Return the lines below that contain "facade".

(Extracted data entries)
---

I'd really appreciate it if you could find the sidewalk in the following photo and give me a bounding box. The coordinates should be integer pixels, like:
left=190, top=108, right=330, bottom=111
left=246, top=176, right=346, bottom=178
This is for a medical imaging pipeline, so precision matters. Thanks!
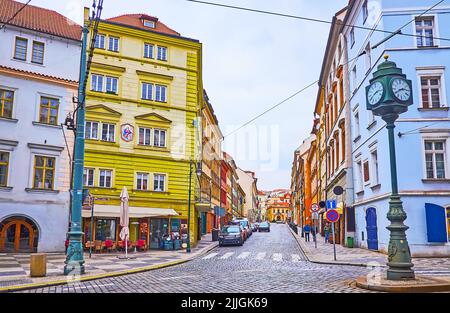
left=0, top=233, right=218, bottom=292
left=290, top=227, right=450, bottom=272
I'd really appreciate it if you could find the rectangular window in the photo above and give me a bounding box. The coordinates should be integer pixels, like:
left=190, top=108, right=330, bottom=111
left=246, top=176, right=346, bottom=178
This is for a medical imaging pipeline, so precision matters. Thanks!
left=421, top=76, right=443, bottom=108
left=83, top=168, right=94, bottom=187
left=0, top=89, right=14, bottom=119
left=144, top=43, right=154, bottom=59
left=425, top=140, right=446, bottom=179
left=157, top=46, right=167, bottom=61
left=371, top=149, right=379, bottom=185
left=356, top=160, right=363, bottom=192
left=136, top=173, right=149, bottom=190
left=108, top=36, right=119, bottom=52
left=153, top=129, right=166, bottom=147
left=91, top=74, right=103, bottom=92
left=416, top=17, right=435, bottom=47
left=0, top=151, right=9, bottom=187
left=155, top=85, right=167, bottom=102
left=141, top=82, right=153, bottom=100
left=138, top=127, right=151, bottom=146
left=365, top=43, right=371, bottom=72
left=85, top=121, right=99, bottom=140
left=14, top=37, right=27, bottom=61
left=101, top=123, right=115, bottom=142
left=143, top=20, right=155, bottom=28
left=363, top=159, right=370, bottom=184
left=94, top=34, right=105, bottom=49
left=39, top=96, right=59, bottom=125
left=95, top=219, right=116, bottom=241
left=351, top=66, right=357, bottom=93
left=354, top=110, right=360, bottom=139
left=154, top=174, right=165, bottom=192
left=31, top=41, right=44, bottom=64
left=105, top=76, right=118, bottom=94
left=362, top=0, right=368, bottom=23
left=33, top=156, right=55, bottom=190
left=350, top=27, right=355, bottom=48
left=99, top=169, right=112, bottom=188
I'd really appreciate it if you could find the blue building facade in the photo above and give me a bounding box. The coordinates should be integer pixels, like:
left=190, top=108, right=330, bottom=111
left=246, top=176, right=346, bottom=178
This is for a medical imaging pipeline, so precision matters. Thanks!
left=345, top=0, right=450, bottom=256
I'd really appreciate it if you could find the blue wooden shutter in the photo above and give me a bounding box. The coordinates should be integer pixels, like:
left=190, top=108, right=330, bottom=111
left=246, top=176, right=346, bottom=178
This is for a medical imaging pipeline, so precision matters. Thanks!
left=425, top=203, right=447, bottom=243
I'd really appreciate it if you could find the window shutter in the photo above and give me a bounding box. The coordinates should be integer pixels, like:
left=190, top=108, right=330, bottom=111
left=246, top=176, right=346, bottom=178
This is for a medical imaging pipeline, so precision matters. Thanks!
left=346, top=207, right=356, bottom=232
left=425, top=203, right=447, bottom=242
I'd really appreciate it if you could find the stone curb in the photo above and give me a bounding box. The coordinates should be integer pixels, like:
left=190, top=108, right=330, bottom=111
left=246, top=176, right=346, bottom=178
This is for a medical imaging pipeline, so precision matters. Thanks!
left=0, top=241, right=219, bottom=293
left=355, top=276, right=450, bottom=293
left=287, top=225, right=384, bottom=268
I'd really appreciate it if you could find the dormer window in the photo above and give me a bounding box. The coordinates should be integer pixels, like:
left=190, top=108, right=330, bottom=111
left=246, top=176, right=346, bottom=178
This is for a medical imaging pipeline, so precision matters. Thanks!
left=143, top=20, right=155, bottom=28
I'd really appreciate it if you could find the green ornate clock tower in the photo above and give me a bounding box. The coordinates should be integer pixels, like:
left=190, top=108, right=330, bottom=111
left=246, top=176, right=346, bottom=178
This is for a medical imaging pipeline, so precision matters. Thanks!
left=366, top=55, right=415, bottom=281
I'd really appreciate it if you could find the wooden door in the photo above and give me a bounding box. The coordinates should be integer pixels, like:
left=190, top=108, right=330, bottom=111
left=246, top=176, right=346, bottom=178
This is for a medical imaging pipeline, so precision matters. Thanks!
left=0, top=220, right=35, bottom=252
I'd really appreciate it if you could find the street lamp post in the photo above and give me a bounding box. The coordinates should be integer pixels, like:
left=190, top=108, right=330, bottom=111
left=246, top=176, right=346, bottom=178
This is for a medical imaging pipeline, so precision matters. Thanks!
left=366, top=55, right=415, bottom=280
left=187, top=161, right=193, bottom=253
left=64, top=25, right=89, bottom=276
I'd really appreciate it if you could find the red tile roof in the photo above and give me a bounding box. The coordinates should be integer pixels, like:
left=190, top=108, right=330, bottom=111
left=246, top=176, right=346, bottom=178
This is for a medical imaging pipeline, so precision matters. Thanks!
left=105, top=13, right=180, bottom=36
left=0, top=0, right=81, bottom=41
left=0, top=64, right=78, bottom=86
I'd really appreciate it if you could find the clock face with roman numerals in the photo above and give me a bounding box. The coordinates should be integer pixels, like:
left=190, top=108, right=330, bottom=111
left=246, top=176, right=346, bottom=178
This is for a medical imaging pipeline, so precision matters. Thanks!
left=391, top=78, right=411, bottom=102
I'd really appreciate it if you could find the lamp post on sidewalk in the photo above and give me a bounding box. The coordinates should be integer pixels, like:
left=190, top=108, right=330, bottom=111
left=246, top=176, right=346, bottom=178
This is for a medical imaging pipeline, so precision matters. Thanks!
left=366, top=55, right=415, bottom=281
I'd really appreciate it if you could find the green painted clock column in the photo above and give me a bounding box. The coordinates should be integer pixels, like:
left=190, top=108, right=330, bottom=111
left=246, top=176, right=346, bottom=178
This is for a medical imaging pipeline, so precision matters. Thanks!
left=365, top=55, right=415, bottom=281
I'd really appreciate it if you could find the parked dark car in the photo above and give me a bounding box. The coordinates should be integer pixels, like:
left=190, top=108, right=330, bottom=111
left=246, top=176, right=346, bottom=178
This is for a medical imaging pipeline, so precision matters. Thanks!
left=218, top=225, right=244, bottom=246
left=231, top=218, right=252, bottom=239
left=258, top=221, right=270, bottom=232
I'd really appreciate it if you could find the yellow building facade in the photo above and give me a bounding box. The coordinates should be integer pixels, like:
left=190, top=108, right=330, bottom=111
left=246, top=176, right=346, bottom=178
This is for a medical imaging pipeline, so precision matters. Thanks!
left=81, top=10, right=203, bottom=250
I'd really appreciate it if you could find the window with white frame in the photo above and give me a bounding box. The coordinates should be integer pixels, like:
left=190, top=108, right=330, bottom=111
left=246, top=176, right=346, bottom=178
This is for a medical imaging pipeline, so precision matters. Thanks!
left=356, top=159, right=363, bottom=192
left=143, top=20, right=155, bottom=28
left=153, top=129, right=166, bottom=147
left=108, top=36, right=119, bottom=52
left=420, top=76, right=444, bottom=108
left=155, top=85, right=167, bottom=102
left=94, top=34, right=105, bottom=49
left=350, top=27, right=355, bottom=48
left=91, top=74, right=104, bottom=92
left=85, top=121, right=99, bottom=139
left=14, top=37, right=27, bottom=61
left=99, top=169, right=112, bottom=188
left=141, top=82, right=153, bottom=100
left=31, top=41, right=44, bottom=64
left=362, top=0, right=368, bottom=24
left=154, top=174, right=165, bottom=192
left=415, top=17, right=435, bottom=47
left=353, top=109, right=360, bottom=139
left=363, top=159, right=370, bottom=185
left=101, top=123, right=115, bottom=142
left=105, top=76, right=118, bottom=94
left=370, top=149, right=379, bottom=186
left=138, top=127, right=151, bottom=146
left=367, top=109, right=375, bottom=126
left=136, top=172, right=149, bottom=190
left=144, top=43, right=154, bottom=59
left=424, top=140, right=447, bottom=179
left=351, top=66, right=357, bottom=93
left=83, top=168, right=94, bottom=187
left=157, top=46, right=167, bottom=61
left=365, top=43, right=371, bottom=73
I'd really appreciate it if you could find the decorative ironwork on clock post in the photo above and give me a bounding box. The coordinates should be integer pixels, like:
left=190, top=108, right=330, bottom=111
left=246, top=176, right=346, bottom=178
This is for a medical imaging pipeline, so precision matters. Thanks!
left=366, top=55, right=415, bottom=281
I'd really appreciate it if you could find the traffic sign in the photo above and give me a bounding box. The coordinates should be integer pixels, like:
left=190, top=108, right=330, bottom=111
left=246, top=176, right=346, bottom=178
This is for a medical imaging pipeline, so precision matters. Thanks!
left=326, top=200, right=336, bottom=210
left=312, top=212, right=319, bottom=220
left=311, top=203, right=319, bottom=212
left=326, top=209, right=340, bottom=223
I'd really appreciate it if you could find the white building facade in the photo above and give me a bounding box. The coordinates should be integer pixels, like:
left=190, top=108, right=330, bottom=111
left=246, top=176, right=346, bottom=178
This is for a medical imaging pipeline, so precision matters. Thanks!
left=0, top=1, right=81, bottom=252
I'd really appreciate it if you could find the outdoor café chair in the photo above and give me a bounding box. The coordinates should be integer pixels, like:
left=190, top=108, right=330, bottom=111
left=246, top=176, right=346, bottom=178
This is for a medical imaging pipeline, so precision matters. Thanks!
left=94, top=240, right=103, bottom=253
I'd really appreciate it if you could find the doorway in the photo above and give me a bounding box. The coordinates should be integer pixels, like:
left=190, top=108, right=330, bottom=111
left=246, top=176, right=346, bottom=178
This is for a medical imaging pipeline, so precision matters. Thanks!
left=0, top=217, right=39, bottom=253
left=365, top=207, right=378, bottom=251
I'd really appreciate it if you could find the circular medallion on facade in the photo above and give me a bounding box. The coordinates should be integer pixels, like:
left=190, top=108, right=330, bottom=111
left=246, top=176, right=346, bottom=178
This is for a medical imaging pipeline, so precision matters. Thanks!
left=121, top=124, right=134, bottom=142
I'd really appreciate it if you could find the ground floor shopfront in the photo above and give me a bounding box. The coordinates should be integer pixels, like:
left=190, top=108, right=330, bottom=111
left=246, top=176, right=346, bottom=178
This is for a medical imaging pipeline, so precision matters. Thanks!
left=81, top=204, right=198, bottom=252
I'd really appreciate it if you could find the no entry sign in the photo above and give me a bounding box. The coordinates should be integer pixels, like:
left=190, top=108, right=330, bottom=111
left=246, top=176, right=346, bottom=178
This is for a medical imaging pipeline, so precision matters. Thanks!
left=326, top=209, right=340, bottom=223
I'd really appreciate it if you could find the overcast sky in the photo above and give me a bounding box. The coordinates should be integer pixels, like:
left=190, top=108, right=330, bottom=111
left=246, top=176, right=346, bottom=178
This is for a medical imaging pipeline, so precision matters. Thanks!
left=26, top=0, right=348, bottom=190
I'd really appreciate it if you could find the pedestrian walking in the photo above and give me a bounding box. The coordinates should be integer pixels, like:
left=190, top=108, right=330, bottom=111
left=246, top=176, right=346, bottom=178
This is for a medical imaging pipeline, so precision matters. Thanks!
left=324, top=223, right=330, bottom=243
left=304, top=224, right=311, bottom=242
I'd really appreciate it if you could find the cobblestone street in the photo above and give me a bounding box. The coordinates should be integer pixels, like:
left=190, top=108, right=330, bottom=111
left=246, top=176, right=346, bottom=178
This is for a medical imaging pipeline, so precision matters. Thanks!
left=19, top=224, right=374, bottom=293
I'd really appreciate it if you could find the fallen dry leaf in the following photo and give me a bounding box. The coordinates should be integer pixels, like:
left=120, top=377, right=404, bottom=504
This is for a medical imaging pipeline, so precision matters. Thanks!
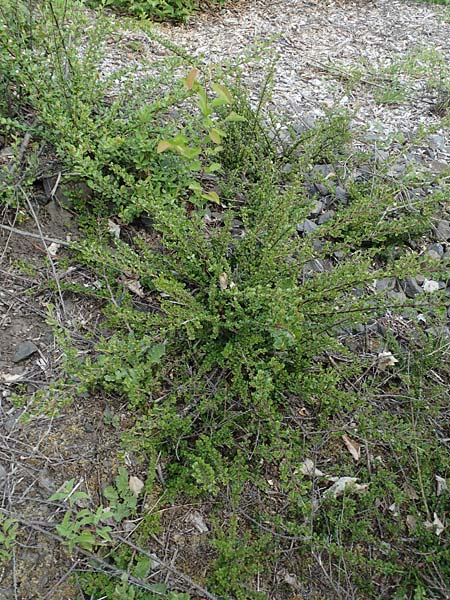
left=282, top=571, right=301, bottom=590
left=108, top=219, right=121, bottom=239
left=342, top=434, right=361, bottom=462
left=431, top=513, right=445, bottom=536
left=47, top=242, right=61, bottom=256
left=433, top=513, right=445, bottom=536
left=299, top=459, right=325, bottom=478
left=425, top=513, right=446, bottom=536
left=406, top=515, right=417, bottom=532
left=323, top=477, right=368, bottom=498
left=185, top=67, right=199, bottom=90
left=126, top=279, right=145, bottom=298
left=436, top=475, right=447, bottom=497
left=389, top=503, right=399, bottom=517
left=129, top=475, right=144, bottom=497
left=377, top=350, right=398, bottom=371
left=403, top=483, right=419, bottom=500
left=219, top=272, right=228, bottom=291
left=187, top=510, right=209, bottom=534
left=0, top=373, right=23, bottom=383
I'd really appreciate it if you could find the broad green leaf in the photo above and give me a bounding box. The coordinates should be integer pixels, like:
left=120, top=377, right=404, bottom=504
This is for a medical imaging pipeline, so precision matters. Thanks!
left=176, top=145, right=201, bottom=160
left=211, top=97, right=229, bottom=108
left=103, top=485, right=118, bottom=502
left=225, top=111, right=247, bottom=123
left=190, top=159, right=202, bottom=171
left=205, top=162, right=222, bottom=173
left=211, top=82, right=233, bottom=104
left=209, top=129, right=222, bottom=144
left=77, top=531, right=96, bottom=551
left=157, top=140, right=171, bottom=153
left=197, top=88, right=211, bottom=117
left=203, top=191, right=220, bottom=204
left=189, top=181, right=203, bottom=192
left=116, top=467, right=129, bottom=494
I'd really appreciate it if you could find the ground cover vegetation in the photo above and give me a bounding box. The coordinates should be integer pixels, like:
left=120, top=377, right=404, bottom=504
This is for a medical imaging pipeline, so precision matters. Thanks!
left=86, top=0, right=225, bottom=22
left=0, top=0, right=449, bottom=598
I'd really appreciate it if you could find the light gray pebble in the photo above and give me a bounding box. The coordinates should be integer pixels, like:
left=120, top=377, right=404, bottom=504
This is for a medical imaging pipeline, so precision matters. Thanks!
left=434, top=220, right=450, bottom=242
left=375, top=278, right=396, bottom=292
left=297, top=219, right=318, bottom=234
left=388, top=290, right=407, bottom=302
left=318, top=210, right=335, bottom=224
left=428, top=243, right=444, bottom=256
left=310, top=200, right=324, bottom=216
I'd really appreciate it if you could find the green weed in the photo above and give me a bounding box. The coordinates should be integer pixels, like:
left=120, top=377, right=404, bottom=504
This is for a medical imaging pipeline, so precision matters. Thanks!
left=2, top=2, right=449, bottom=598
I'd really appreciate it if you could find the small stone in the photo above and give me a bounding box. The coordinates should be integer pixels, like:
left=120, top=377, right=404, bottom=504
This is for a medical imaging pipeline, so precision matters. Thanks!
left=374, top=149, right=389, bottom=162
left=428, top=134, right=447, bottom=151
left=354, top=167, right=372, bottom=182
left=434, top=220, right=450, bottom=241
left=0, top=464, right=7, bottom=483
left=305, top=182, right=317, bottom=198
left=292, top=116, right=316, bottom=134
left=335, top=186, right=350, bottom=204
left=426, top=250, right=441, bottom=261
left=375, top=278, right=396, bottom=292
left=314, top=183, right=329, bottom=196
left=38, top=469, right=56, bottom=492
left=297, top=219, right=318, bottom=234
left=312, top=239, right=325, bottom=251
left=401, top=276, right=423, bottom=298
left=313, top=164, right=335, bottom=178
left=427, top=243, right=444, bottom=257
left=13, top=341, right=38, bottom=363
left=309, top=200, right=323, bottom=216
left=388, top=290, right=407, bottom=302
left=84, top=423, right=94, bottom=433
left=318, top=210, right=335, bottom=224
left=423, top=279, right=440, bottom=293
left=426, top=326, right=450, bottom=340
left=428, top=160, right=449, bottom=174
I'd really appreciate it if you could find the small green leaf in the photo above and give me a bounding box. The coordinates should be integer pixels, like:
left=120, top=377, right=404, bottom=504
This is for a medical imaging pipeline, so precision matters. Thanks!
left=189, top=181, right=203, bottom=192
left=197, top=88, right=211, bottom=117
left=148, top=343, right=166, bottom=364
left=205, top=162, right=222, bottom=173
left=211, top=82, right=233, bottom=104
left=134, top=555, right=152, bottom=579
left=225, top=111, right=247, bottom=123
left=209, top=129, right=222, bottom=144
left=203, top=191, right=220, bottom=204
left=49, top=479, right=75, bottom=502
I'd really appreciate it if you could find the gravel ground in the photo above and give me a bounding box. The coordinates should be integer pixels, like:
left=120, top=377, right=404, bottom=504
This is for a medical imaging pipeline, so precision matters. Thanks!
left=156, top=0, right=450, bottom=135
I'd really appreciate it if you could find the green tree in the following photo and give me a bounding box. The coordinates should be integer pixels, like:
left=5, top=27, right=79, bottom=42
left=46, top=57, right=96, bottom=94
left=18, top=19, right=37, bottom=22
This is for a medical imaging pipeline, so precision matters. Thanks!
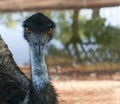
left=52, top=9, right=120, bottom=63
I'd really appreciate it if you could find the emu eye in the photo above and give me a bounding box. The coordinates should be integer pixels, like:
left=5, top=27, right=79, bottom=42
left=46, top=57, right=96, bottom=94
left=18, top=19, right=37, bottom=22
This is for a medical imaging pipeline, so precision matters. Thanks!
left=25, top=27, right=32, bottom=34
left=47, top=28, right=53, bottom=34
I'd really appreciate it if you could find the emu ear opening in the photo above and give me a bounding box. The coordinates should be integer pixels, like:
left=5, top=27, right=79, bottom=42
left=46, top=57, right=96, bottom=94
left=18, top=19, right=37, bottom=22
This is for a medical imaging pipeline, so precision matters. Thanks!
left=25, top=27, right=32, bottom=34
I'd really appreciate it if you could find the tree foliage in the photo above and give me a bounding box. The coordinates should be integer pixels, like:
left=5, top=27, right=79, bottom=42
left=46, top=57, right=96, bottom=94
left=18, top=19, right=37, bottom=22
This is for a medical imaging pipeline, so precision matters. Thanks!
left=1, top=11, right=120, bottom=64
left=51, top=9, right=120, bottom=64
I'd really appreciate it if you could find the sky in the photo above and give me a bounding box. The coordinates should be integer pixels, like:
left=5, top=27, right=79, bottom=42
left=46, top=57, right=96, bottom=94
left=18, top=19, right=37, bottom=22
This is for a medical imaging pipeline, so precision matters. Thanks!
left=80, top=6, right=120, bottom=27
left=0, top=24, right=29, bottom=66
left=0, top=6, right=120, bottom=66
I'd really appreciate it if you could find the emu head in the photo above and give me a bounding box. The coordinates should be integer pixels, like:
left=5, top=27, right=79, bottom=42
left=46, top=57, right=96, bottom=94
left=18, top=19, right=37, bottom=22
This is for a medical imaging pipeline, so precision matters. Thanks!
left=23, top=13, right=55, bottom=55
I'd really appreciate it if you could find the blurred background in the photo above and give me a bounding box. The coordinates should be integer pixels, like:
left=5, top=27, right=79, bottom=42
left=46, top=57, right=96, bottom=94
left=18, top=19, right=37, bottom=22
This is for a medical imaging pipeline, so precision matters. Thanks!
left=0, top=0, right=120, bottom=104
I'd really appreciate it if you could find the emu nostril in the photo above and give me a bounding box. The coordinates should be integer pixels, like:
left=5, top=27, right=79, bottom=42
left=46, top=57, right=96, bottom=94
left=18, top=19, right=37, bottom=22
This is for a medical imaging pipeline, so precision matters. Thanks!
left=41, top=43, right=45, bottom=46
left=34, top=42, right=37, bottom=45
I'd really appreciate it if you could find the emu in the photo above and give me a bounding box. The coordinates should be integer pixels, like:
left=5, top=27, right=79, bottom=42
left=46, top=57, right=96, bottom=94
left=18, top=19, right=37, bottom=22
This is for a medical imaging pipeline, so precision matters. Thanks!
left=0, top=13, right=58, bottom=104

---

◆ **Task solution**
I'd really appreciate it if you could find the blue building facade in the photo above and give me a bounding box. The coordinates should be integer pixels, like:
I'd really appreciate it if you could find the yellow building facade in the photo above and give me a bounding box. The coordinates should be integer pixels, like:
I'd really appreciate it if you could find the white building facade in the photo above and give me a bounding box. The coordinates should be integer pixels, like:
I'd really appreciate it if you could find the circular medallion on facade in the photo above and give me a bounding box. The coordinates should be integer pixels, like:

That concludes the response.